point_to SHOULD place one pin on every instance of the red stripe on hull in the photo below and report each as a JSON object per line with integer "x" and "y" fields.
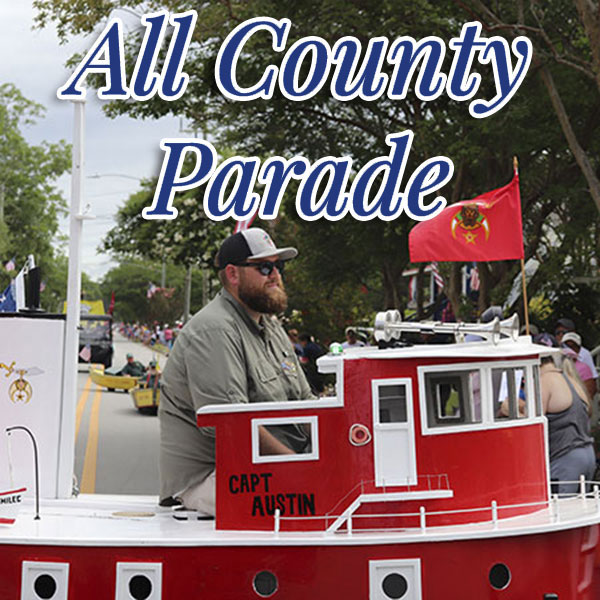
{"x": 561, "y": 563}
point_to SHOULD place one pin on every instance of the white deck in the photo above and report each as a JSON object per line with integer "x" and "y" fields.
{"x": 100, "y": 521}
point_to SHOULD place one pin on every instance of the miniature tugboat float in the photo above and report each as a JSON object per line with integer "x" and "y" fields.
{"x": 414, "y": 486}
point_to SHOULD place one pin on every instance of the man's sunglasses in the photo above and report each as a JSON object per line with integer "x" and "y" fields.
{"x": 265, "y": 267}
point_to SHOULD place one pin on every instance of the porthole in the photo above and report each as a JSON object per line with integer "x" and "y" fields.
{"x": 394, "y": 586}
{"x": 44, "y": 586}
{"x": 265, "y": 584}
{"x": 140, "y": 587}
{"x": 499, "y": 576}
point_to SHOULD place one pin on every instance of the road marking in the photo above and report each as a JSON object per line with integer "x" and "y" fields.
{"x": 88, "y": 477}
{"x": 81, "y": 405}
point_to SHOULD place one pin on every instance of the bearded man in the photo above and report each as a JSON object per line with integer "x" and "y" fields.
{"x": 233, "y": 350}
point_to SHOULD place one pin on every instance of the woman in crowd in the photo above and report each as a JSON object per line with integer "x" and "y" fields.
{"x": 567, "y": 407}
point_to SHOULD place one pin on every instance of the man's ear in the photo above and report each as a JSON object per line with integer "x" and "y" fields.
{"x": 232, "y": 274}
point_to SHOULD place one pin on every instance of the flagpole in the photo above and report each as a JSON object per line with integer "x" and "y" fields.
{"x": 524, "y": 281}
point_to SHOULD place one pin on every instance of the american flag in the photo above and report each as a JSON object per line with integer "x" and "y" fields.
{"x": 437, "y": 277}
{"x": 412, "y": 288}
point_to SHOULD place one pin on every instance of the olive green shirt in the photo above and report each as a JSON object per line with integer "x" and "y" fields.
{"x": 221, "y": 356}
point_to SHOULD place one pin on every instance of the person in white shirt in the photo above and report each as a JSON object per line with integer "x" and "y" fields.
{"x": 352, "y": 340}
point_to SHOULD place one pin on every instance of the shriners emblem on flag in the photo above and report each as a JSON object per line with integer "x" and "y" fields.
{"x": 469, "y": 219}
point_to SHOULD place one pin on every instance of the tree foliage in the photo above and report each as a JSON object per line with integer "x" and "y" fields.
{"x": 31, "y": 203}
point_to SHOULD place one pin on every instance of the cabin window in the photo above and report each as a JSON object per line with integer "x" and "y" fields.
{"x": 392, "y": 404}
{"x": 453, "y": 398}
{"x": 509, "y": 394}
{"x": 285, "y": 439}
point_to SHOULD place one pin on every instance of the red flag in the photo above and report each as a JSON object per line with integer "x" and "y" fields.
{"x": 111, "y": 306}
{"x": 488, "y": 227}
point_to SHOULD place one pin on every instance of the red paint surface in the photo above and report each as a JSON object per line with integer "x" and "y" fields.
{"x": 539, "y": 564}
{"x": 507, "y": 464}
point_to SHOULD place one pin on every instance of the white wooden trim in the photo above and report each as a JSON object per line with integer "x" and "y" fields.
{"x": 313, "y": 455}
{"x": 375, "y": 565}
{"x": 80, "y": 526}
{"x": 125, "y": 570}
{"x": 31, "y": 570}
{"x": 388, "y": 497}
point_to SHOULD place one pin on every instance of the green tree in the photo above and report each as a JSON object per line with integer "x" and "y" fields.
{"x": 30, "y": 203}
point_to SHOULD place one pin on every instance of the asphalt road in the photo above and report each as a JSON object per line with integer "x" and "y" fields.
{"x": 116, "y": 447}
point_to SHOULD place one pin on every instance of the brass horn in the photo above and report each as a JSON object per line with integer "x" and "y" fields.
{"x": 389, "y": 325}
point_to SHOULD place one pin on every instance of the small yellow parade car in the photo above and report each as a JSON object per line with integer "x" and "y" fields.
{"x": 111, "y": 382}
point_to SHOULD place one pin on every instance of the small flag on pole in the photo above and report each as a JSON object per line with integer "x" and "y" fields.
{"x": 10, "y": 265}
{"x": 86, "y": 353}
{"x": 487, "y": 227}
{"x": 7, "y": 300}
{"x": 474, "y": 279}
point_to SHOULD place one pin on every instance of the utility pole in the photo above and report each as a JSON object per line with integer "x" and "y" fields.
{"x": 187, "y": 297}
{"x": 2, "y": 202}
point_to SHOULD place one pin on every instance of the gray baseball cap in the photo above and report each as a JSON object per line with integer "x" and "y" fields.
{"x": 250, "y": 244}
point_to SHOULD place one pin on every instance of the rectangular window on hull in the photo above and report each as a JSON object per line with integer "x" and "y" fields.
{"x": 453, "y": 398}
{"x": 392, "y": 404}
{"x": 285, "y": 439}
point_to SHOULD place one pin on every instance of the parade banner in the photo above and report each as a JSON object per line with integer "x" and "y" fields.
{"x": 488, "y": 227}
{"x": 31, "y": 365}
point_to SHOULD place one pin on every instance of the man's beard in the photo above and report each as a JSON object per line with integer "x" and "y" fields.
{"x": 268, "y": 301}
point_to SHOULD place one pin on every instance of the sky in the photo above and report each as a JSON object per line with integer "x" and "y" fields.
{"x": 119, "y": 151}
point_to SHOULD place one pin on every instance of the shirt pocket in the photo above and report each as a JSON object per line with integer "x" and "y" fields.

• • • • • • •

→ **WHAT TO PRODUCE**:
Starting at the line where "point_to SHOULD place one pin on every instance of the parade" appears, write out every line exactly as it stands until the listing ends, and add nothing.

→ **ANSWER BELOW**:
point_to SHOULD place one pin on every instance of the parade banner in the photo above and report each as a JSON object per line with integer "x" and "y" fields.
{"x": 488, "y": 227}
{"x": 31, "y": 365}
point_to SHOULD place one pin on every instance of the man's beard in the photo above and report each as a JSON object per line with integer "x" and "y" fields.
{"x": 268, "y": 301}
point_to SHOULD place one pin on every instance of the sky in the photo above and report each as a JSON object per line with integer "x" and "y" fields.
{"x": 119, "y": 151}
point_to SHOULD place one pin on every instance of the shirt pocket in the photo above and report each as a JSON object per line with integer "x" and "y" fields.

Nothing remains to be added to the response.